Everyone knows about the 3 trimesters of pregnancy, especially if you happen to be going through it all. Not so long ago, it emerged (theoretically) that there’s actually a fourth trimester; the first 3 months once the baby has been born. The theory states that its the period of time baby is adjusting to their brand new world and why they still want to be very much still connected and close to their mums. You can understand it; being ejected from the womb after 9 months must definitely take some adjusting. So it’s all about empathising with your newborn rather than getting stressed about why your newborn is hating their crib.
Baby E is currently 6 months old and I do spend a lot of time thinking back to when Little Z was this age. Reminiscing about their milestones and remembering what I was like at each stage too. I’m happy to say it’s a lot more relaxed this time round but it dawned on me….I think there may be a less known FIFTH trimester that not many people talk about. (I know, “trimester” strictly means 3 terms, but go with me).
I realised this particular trimester affects mum more than baby and there’s a whole heap of symptoms and events that emerge, all concentrated around the 3 to 6 month stage of a baby’s life.
So here goes…the lesser known fifth trimester.
The hair loss – Why oh why does this happen? You completely forget about this stage until it happens again. You think back to a YouTube video you did and how you look like you’re wearing a wig slightly too big for your head! You now look like you may be going bald. And Baby E keeps trying to pull out what’s left with both of his little fat fists!
The Zombieness – At this stage of a baby’s life you’ve already been lured into and come through the “Ooh he is sleeping through, isn’t this wonderful?” phase and smacked straight into the “Oh crap, he’s started teething phase and forgotten how to sleep” phase. Your eye bags look like little hot air balloons and you look about a 100 years old. And a bit grey, even with brown skin.
You become an OAP magnet – Or, rather, your baby does. You find little old ladies popping out from everywhere to stroke and chat to your amused baby. They are like quick little ninjas. Nowhere to be seen one second and up close the next. You spend a lot of time jumping out of your skin.
The super fast greying phase – Each time you glance at yourself in the mirror, you notice more hair going grey right before your eyes. And it’s all the new hair across your hair line that’s now trying to make up for your luscious locks falling out. You wonder if you’re going to rock the grey look fashionably (like Storm, from X-Men) and realise the texture is changing too so you’re going to look more like Doc Brown from Back to the Future. Great Scott!
You weld a hat to your head – See above.
You practically move into your doctors surgery – You find different things are aching or stiffening up constantly and wonder if your body is having a full on protest after being pregnant for so long. You find yourself at your surgery every other week, either for yourself or your baby. You hope your baby with his old mans cough doesn’t start bouncing about happily once you’re in the GP’s room. Of course, that’s exactly what he does.
Exercise – You start at least thinking about losing some of the baby weight and put on the Insanity DVD on to see what you need to do. You realise you will probably die even after doing the fitness test. You start with the 5 minute Abs app on your phone. Then sleep for two hours.
Pregnancy brain – You still forget what the heck you were talking about mid-sentence or just keep repeating the same conversation over and over. Your husband has clicked second time round and humours you. It’s like your very own version of The Truman show.
Seeing a new newborn – Ahhh the cuteness. You revel in how utterly adorable and tiny they are, how humans can produce such an amazing miracle. With cute whale socks no less. You wonder if a 3rd may be doable. Who needs hair, right?
□ □ □ □ □ □ □
_SET OF TASKS:_
a – In the post about the fifth trimester, why do newborns in the fourth trimester want to stay so connected and close to their mums?
b – According to the fifth trimester post, how old is Baby E?
c – From the fifth trimester post, output the passage between "You weld a hat" and "for two hours.", inclusive.

(Saved entries)
□ □ □ □ □ □ □
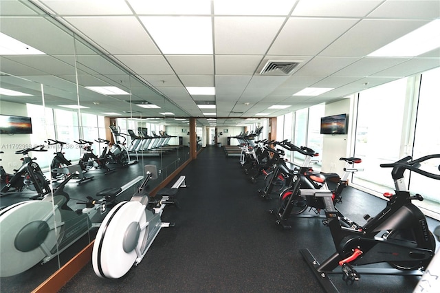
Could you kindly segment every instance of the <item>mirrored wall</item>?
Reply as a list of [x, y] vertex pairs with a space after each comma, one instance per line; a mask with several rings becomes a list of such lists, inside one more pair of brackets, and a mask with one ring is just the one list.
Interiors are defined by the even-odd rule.
[[[0, 291], [30, 292], [94, 239], [106, 213], [88, 208], [87, 197], [100, 199], [99, 191], [123, 187], [116, 197], [107, 193], [107, 213], [129, 199], [144, 165], [156, 166], [152, 190], [189, 159], [189, 120], [31, 3], [2, 1], [1, 8], [1, 32], [30, 46], [0, 57], [1, 117], [15, 126], [30, 118], [32, 130], [0, 134], [8, 176], [0, 198]], [[153, 115], [151, 107], [164, 115]], [[120, 155], [105, 161], [104, 152]], [[30, 231], [40, 238], [27, 238]]]

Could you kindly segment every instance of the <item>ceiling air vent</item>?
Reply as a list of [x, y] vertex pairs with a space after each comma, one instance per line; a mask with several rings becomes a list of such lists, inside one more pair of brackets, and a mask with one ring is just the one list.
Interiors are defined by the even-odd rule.
[[296, 61], [285, 61], [280, 60], [270, 60], [264, 65], [261, 75], [289, 75], [299, 64]]

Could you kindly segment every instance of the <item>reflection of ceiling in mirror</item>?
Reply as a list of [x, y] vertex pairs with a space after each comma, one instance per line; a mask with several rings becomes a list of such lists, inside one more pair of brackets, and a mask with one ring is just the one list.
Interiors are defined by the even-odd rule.
[[[210, 118], [276, 117], [331, 102], [440, 64], [439, 49], [417, 58], [368, 56], [438, 17], [438, 1], [346, 1], [343, 10], [324, 2], [266, 2], [238, 12], [236, 5], [221, 0], [194, 8], [153, 2], [148, 9], [131, 0], [105, 7], [85, 1], [1, 1], [1, 32], [40, 54], [1, 55], [0, 87], [32, 95], [1, 99], [41, 103], [43, 84], [51, 107], [76, 104], [79, 97], [84, 113], [195, 117], [208, 125]], [[371, 31], [381, 34], [366, 33]], [[263, 72], [267, 68], [273, 69]], [[129, 94], [86, 87], [115, 87]], [[214, 91], [190, 94], [194, 87]], [[298, 96], [324, 88], [318, 96]]]

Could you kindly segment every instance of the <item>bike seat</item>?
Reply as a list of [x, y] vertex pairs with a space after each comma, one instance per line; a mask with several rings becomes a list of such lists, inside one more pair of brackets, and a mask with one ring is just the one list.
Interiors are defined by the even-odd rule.
[[323, 183], [329, 179], [338, 179], [340, 177], [336, 173], [318, 173], [313, 171], [306, 171], [305, 175], [309, 178], [318, 183]]
[[118, 193], [120, 193], [121, 191], [122, 191], [122, 189], [121, 189], [120, 187], [115, 187], [113, 188], [108, 188], [102, 189], [102, 191], [96, 193], [96, 196], [102, 196], [105, 197], [106, 199], [113, 200], [116, 198], [116, 195], [118, 195]]

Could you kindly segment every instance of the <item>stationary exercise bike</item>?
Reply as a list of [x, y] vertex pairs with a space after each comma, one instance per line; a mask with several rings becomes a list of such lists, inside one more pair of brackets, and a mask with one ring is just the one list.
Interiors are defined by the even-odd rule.
[[[72, 173], [75, 174], [76, 179], [78, 179], [76, 182], [78, 184], [91, 180], [94, 178], [94, 176], [86, 177], [84, 175], [84, 173], [87, 172], [84, 166], [80, 164], [72, 164], [72, 162], [64, 156], [63, 147], [66, 144], [65, 142], [50, 138], [47, 139], [47, 142], [48, 145], [54, 145], [56, 148], [56, 152], [54, 153], [55, 156], [50, 164], [50, 172], [52, 180], [64, 180], [67, 178], [69, 174]], [[58, 149], [57, 146], [58, 144], [60, 145], [60, 149]]]
[[[101, 140], [102, 141], [96, 141], [97, 142], [105, 142], [105, 140]], [[79, 146], [81, 146], [82, 149], [84, 149], [82, 158], [81, 158], [78, 162], [78, 164], [81, 166], [82, 170], [87, 171], [89, 170], [91, 170], [92, 168], [95, 168], [103, 171], [104, 174], [109, 174], [110, 173], [115, 171], [114, 169], [109, 168], [107, 166], [107, 160], [109, 160], [109, 158], [107, 158], [105, 155], [107, 154], [107, 149], [104, 151], [105, 151], [105, 154], [103, 151], [104, 155], [102, 155], [101, 156], [100, 156], [100, 158], [98, 158], [98, 156], [94, 153], [94, 151], [91, 149], [93, 142], [85, 140], [81, 138], [80, 138], [78, 141], [74, 140], [74, 142]]]
[[28, 188], [36, 192], [36, 195], [31, 198], [38, 198], [50, 193], [51, 188], [49, 182], [45, 177], [41, 169], [35, 162], [34, 158], [29, 156], [30, 151], [47, 151], [43, 145], [38, 145], [33, 148], [24, 149], [15, 152], [17, 155], [23, 155], [23, 164], [20, 169], [10, 177], [9, 182], [0, 191], [1, 193], [9, 192], [11, 188], [14, 191], [21, 192]]
[[[334, 270], [338, 266], [341, 268], [339, 273], [342, 274], [342, 279], [347, 284], [359, 280], [362, 274], [411, 276], [423, 274], [434, 257], [435, 239], [428, 229], [425, 215], [412, 203], [412, 200], [423, 200], [423, 197], [410, 194], [404, 173], [410, 170], [440, 180], [440, 175], [419, 169], [420, 163], [433, 158], [440, 158], [440, 154], [417, 160], [408, 156], [395, 163], [381, 164], [381, 167], [393, 168], [391, 175], [395, 193], [385, 193], [384, 195], [388, 199], [386, 207], [375, 217], [366, 215], [366, 224], [356, 228], [341, 225], [331, 191], [304, 191], [306, 193], [314, 192], [315, 197], [322, 198], [327, 224], [336, 248], [336, 252], [320, 264], [308, 249], [300, 250], [320, 285], [327, 292], [338, 292], [329, 274], [338, 273]], [[359, 268], [379, 263], [388, 263], [392, 268]]]
[[[87, 197], [85, 208], [73, 210], [64, 191], [69, 175], [40, 201], [25, 201], [0, 211], [0, 276], [13, 276], [37, 263], [45, 263], [73, 244], [94, 226], [90, 219], [107, 213], [104, 198]], [[113, 193], [116, 192], [113, 192]], [[116, 196], [111, 192], [104, 195]]]
[[145, 179], [131, 200], [115, 206], [98, 230], [92, 264], [101, 278], [124, 276], [141, 262], [162, 227], [174, 226], [160, 219], [166, 204], [173, 204], [173, 199], [163, 197], [153, 200], [146, 192], [148, 181], [157, 178], [156, 166], [146, 165], [144, 170]]
[[[294, 176], [292, 184], [284, 190], [279, 195], [278, 206], [270, 212], [276, 216], [276, 223], [280, 224], [285, 229], [290, 228], [288, 220], [292, 217], [302, 218], [325, 218], [321, 212], [325, 208], [325, 204], [322, 197], [316, 197], [314, 189], [329, 190], [327, 181], [330, 179], [339, 180], [336, 188], [332, 193], [333, 204], [341, 204], [342, 191], [347, 186], [349, 176], [362, 171], [354, 168], [355, 164], [362, 162], [358, 158], [341, 158], [340, 161], [345, 162], [344, 175], [342, 178], [334, 173], [320, 173], [311, 171], [305, 171], [300, 169]], [[312, 190], [307, 192], [306, 189]], [[313, 210], [315, 215], [302, 215], [306, 210]], [[358, 227], [358, 224], [343, 215], [338, 213], [340, 219], [347, 226]], [[327, 223], [325, 221], [324, 223]]]

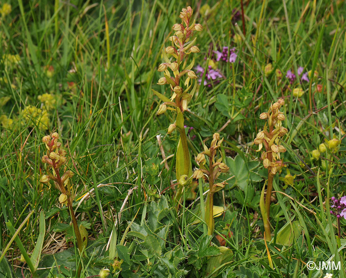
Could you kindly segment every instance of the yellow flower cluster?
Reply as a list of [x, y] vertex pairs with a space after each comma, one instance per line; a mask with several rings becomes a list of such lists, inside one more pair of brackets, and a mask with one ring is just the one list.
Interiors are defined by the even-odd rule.
[[[217, 150], [220, 148], [223, 141], [223, 138], [220, 140], [220, 134], [214, 133], [210, 148], [208, 148], [205, 145], [203, 145], [204, 151], [199, 154], [196, 158], [196, 162], [200, 166], [200, 169], [195, 170], [193, 172], [193, 178], [200, 179], [205, 176], [206, 179], [208, 178], [209, 180], [212, 179], [214, 184], [214, 181], [218, 177], [221, 173], [225, 173], [229, 170], [229, 167], [222, 162], [222, 157], [215, 160]], [[204, 166], [207, 161], [206, 156], [209, 158], [209, 161], [211, 162], [209, 170], [207, 170]], [[213, 191], [215, 192], [218, 191], [223, 188], [224, 186], [224, 183], [214, 184]]]
[[28, 105], [23, 110], [24, 123], [31, 126], [37, 126], [46, 130], [49, 127], [49, 118], [45, 109], [40, 109], [35, 106]]
[[56, 97], [52, 94], [43, 94], [39, 96], [38, 98], [48, 111], [54, 109], [56, 106]]
[[287, 129], [283, 127], [282, 122], [285, 120], [285, 115], [280, 111], [280, 108], [285, 103], [282, 99], [273, 103], [268, 112], [263, 113], [260, 119], [267, 120], [268, 125], [260, 131], [254, 143], [259, 146], [258, 152], [260, 152], [264, 146], [265, 151], [262, 153], [263, 165], [268, 169], [271, 175], [275, 175], [283, 166], [280, 160], [280, 154], [286, 151], [286, 148], [280, 144], [280, 138], [287, 133]]
[[2, 17], [6, 16], [9, 14], [12, 11], [12, 6], [7, 3], [4, 3], [0, 9], [0, 13]]
[[7, 118], [6, 115], [1, 115], [0, 116], [0, 123], [4, 127], [12, 129], [13, 126], [13, 120]]
[[[193, 31], [201, 31], [203, 30], [202, 25], [196, 24], [194, 21], [190, 24], [192, 13], [192, 9], [190, 6], [186, 9], [182, 9], [179, 16], [182, 20], [181, 23], [176, 23], [173, 26], [173, 29], [175, 32], [173, 36], [170, 37], [172, 45], [166, 47], [162, 52], [165, 63], [159, 66], [158, 71], [163, 72], [164, 77], [159, 79], [157, 84], [169, 84], [173, 91], [173, 95], [170, 101], [166, 101], [166, 100], [169, 99], [167, 99], [164, 100], [165, 103], [160, 106], [158, 112], [159, 115], [166, 111], [167, 105], [179, 108], [181, 111], [184, 111], [186, 110], [187, 104], [194, 93], [193, 90], [190, 93], [188, 92], [192, 85], [192, 82], [190, 84], [190, 80], [192, 79], [196, 79], [197, 78], [195, 72], [191, 70], [194, 64], [194, 60], [187, 66], [185, 66], [183, 63], [188, 54], [198, 53], [200, 51], [197, 46], [194, 45], [196, 38], [190, 41]], [[173, 56], [173, 60], [171, 60], [169, 56]], [[179, 85], [180, 79], [184, 75], [187, 76], [184, 83], [187, 88], [183, 90]], [[196, 84], [196, 82], [195, 85]], [[195, 89], [195, 88], [194, 90]], [[160, 98], [164, 99], [162, 97]]]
□ □ □ □ □ □ □
_RESPONSES:_
a – Newborns are adjusting to a brand new world during those first three months after birth. Being ejected from the womb after nine months takes some adjusting, so they still want to stay very close to their mums.

b – Baby E is 6 months old.

c –
You weld a hat to your head – See above.
You practically move into your doctors surgery – You find different things are aching or stiffening up constantly and wonder if your body is having a full on protest after being pregnant for so long. You find yourself at your surgery every other week, either for yourself or your baby. You hope your baby with his old mans cough doesn’t start bouncing about happily once you’re in the GP’s room. Of course, that’s exactly what he does.
Exercise – You start at least thinking about losing some of the baby weight and put on the Insanity DVD on to see what you need to do. You realise you will probably die even after doing the fitness test. You start with the 5 minute Abs app on your phone. Then sleep for two hours.